- _Task description_:
Nothing but the line with "Q: Point out each instance of the tree line" and the lines after it, through the end of the records below, is to be repeated, exactly as it is.

(Source records)
[Start of section]

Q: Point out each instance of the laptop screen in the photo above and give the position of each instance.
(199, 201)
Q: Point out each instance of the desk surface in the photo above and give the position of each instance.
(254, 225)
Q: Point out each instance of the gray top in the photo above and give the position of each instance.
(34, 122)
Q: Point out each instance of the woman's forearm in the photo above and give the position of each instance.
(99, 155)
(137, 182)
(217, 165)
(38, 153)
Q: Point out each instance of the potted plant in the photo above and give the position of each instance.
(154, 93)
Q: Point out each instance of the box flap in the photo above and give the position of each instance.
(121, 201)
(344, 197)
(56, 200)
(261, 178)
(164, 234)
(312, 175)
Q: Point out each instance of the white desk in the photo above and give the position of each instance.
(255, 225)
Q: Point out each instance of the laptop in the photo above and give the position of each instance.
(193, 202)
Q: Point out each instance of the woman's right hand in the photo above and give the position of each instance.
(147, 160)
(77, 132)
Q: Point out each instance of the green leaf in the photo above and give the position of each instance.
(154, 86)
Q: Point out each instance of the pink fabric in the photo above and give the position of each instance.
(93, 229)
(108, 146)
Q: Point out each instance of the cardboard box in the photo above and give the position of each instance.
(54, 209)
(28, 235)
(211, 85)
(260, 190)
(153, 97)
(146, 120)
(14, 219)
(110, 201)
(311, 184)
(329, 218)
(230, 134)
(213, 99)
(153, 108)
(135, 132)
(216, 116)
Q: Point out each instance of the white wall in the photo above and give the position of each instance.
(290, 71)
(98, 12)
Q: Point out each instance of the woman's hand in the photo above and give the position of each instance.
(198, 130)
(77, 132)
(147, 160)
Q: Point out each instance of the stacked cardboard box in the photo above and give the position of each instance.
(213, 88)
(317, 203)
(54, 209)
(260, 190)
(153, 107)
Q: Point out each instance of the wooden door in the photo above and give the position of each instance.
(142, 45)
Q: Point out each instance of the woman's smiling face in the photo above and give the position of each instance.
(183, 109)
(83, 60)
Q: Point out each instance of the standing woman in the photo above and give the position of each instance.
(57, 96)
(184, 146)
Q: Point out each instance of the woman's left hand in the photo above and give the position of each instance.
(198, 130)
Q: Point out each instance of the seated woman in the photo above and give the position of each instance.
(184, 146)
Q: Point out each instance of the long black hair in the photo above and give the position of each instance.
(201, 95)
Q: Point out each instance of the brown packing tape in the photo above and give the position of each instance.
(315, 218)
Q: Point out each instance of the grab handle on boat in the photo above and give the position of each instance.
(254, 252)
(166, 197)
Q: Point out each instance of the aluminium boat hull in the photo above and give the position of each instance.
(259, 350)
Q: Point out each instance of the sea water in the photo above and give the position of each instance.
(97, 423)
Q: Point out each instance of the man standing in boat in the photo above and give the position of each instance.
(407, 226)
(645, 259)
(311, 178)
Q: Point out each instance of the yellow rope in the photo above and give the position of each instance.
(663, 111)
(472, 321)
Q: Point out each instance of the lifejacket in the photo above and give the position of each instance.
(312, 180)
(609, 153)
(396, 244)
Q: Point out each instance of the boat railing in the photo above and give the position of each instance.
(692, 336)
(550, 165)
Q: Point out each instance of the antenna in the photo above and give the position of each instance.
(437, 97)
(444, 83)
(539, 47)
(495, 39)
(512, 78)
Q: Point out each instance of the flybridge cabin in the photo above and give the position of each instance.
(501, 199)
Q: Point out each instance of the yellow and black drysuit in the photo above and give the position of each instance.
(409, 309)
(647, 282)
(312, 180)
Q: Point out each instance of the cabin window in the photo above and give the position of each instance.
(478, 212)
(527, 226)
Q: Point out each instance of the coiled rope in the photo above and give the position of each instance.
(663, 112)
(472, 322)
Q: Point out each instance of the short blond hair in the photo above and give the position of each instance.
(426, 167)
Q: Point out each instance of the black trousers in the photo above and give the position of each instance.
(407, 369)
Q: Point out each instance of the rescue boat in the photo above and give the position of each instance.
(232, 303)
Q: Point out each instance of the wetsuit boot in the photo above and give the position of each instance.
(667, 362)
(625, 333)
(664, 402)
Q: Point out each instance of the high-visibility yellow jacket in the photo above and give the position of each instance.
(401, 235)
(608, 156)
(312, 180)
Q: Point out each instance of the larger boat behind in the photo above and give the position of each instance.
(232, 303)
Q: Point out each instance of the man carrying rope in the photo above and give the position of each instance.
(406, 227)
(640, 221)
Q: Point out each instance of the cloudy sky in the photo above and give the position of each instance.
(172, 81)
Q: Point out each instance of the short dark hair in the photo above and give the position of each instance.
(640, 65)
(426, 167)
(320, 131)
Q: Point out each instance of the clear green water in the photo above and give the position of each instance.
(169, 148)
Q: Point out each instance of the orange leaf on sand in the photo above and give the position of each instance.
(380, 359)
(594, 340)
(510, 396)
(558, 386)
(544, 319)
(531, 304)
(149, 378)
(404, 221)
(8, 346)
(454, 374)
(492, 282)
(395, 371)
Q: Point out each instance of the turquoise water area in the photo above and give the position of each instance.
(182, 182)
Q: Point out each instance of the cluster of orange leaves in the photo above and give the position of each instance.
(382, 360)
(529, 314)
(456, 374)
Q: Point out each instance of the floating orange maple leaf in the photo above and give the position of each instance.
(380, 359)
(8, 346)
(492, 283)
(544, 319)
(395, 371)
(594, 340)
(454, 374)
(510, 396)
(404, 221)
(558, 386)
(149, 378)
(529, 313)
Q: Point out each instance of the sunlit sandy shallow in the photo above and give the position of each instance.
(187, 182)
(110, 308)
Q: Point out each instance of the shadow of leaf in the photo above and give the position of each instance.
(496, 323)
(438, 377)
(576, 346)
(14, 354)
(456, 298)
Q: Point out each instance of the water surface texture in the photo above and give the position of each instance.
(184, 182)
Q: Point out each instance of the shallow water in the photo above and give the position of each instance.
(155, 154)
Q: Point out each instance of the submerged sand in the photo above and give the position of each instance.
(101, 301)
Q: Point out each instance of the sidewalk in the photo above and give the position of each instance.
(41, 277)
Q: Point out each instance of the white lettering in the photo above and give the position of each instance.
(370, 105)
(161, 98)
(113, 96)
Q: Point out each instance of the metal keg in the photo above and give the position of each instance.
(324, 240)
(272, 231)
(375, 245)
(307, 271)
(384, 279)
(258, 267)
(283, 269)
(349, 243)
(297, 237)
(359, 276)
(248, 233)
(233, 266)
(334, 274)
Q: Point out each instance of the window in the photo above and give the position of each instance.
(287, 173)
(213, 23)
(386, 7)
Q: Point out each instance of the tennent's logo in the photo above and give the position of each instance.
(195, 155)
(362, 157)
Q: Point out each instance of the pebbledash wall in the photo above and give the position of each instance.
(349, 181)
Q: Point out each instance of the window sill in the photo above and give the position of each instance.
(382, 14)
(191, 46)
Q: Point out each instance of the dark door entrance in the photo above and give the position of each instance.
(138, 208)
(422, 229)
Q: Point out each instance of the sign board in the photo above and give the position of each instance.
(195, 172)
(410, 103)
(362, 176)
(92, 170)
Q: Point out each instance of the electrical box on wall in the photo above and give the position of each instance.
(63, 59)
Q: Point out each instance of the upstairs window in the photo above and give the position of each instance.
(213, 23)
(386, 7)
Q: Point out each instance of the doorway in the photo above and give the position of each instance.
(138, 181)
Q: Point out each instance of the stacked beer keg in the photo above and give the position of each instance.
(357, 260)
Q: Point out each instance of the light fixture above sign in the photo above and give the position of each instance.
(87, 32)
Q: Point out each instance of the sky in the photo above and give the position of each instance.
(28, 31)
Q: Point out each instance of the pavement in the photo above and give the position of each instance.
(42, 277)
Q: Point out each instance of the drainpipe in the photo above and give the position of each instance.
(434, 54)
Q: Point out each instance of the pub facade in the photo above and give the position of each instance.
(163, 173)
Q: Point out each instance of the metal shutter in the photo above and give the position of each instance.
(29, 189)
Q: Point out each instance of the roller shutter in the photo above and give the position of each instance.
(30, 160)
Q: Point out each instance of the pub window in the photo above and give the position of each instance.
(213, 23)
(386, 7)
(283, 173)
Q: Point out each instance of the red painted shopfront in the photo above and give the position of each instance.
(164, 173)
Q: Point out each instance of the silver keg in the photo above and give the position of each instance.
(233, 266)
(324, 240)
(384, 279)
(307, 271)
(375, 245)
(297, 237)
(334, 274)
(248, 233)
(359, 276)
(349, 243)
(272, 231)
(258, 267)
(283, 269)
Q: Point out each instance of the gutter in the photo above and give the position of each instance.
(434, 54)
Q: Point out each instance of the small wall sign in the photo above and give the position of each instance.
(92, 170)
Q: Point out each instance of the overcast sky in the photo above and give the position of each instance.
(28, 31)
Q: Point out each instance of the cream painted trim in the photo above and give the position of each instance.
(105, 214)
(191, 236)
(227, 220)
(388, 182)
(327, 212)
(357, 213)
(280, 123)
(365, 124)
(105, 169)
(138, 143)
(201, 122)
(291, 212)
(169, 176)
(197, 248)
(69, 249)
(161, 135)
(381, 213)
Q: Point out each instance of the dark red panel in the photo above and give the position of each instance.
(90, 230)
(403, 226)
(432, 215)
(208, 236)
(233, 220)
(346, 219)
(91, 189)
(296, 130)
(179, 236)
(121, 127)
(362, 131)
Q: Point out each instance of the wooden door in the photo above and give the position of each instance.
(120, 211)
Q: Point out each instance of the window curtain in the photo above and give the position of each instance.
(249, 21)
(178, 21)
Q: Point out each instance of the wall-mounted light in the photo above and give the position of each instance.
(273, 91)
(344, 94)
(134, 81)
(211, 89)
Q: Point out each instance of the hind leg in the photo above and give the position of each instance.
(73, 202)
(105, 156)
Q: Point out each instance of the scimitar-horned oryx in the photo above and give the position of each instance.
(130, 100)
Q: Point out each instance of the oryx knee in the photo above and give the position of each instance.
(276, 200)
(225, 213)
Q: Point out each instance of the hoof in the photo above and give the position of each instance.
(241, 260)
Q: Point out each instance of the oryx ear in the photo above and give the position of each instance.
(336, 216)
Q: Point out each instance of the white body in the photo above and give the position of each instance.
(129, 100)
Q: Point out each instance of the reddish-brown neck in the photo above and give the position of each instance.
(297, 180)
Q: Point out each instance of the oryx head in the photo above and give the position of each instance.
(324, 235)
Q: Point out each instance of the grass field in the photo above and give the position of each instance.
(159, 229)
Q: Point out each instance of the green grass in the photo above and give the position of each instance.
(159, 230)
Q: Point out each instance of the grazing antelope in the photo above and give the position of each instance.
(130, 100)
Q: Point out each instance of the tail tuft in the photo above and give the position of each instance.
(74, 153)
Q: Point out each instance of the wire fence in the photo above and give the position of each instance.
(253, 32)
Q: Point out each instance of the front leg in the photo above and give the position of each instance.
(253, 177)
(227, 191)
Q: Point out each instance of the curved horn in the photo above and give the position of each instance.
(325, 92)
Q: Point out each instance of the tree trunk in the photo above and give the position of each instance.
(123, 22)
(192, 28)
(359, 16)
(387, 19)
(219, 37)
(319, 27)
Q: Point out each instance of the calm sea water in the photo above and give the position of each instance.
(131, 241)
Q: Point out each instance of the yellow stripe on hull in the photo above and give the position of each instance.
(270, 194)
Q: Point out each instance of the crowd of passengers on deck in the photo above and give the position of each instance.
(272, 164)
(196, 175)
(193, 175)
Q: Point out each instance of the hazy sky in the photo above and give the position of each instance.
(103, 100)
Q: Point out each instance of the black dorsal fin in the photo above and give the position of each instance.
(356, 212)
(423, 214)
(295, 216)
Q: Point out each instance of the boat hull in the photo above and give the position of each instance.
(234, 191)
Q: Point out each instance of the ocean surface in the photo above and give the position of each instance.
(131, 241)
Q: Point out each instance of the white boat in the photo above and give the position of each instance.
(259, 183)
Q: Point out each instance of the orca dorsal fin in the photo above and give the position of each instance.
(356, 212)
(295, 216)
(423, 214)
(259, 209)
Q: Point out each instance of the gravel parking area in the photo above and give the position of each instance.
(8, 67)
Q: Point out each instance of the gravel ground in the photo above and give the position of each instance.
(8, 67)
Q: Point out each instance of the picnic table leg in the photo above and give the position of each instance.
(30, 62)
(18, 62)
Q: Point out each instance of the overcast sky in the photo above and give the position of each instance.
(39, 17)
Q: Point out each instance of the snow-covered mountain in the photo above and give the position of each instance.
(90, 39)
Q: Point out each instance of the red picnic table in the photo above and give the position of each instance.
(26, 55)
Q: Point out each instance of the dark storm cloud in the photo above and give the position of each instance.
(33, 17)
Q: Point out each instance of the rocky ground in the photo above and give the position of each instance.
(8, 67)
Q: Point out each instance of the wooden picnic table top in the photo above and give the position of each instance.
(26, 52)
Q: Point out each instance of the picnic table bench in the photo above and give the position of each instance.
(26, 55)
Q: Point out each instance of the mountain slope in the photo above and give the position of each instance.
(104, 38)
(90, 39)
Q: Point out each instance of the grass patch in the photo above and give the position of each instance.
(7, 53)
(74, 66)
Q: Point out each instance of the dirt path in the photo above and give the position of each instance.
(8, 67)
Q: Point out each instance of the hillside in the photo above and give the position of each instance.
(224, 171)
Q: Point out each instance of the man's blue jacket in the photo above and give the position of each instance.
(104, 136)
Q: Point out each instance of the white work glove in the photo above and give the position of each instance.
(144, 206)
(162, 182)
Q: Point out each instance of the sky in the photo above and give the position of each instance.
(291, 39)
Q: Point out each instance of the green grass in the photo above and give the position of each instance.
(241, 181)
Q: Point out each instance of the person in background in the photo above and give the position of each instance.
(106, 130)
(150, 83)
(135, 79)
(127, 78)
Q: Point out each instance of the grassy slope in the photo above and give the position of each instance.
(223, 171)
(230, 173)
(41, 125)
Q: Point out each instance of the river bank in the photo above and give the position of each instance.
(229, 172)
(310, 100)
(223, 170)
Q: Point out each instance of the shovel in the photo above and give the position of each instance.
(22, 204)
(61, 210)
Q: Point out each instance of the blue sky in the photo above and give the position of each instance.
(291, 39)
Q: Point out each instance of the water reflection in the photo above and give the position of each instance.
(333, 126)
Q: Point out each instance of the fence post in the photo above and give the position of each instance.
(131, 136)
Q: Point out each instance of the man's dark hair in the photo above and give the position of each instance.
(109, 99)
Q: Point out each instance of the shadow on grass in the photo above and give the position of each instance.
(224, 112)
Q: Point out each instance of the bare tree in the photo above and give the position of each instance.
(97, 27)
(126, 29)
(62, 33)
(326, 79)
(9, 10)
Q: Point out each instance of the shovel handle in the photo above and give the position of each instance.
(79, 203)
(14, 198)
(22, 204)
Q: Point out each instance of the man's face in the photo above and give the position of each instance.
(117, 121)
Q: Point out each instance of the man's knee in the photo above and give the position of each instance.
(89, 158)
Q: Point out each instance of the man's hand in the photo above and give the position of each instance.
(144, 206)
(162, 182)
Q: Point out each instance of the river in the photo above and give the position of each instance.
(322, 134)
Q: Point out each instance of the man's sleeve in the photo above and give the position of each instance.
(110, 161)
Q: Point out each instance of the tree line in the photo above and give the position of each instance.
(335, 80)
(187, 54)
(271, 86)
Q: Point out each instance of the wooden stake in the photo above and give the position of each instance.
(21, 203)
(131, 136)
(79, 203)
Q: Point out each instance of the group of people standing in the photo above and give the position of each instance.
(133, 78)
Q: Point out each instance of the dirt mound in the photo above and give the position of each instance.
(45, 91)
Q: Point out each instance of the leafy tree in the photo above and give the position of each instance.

[End of section]

- _Reply_:
Q: Point out each instance of the tree line in the photo above and give the position of each instance.
(335, 80)
(187, 54)
(271, 86)
Q: Point out each instance of the wooden stake in the photo above and give the position of each instance.
(21, 203)
(131, 136)
(79, 203)
Q: Point out each instance of the group of people standing in the photo above and give the position of each instance.
(133, 78)
Q: Point out each instance of the dirt mound in the photo above and give the position of each instance.
(45, 91)
Q: Point out each instance of the leafy tree in the photo above and give the position of each instance.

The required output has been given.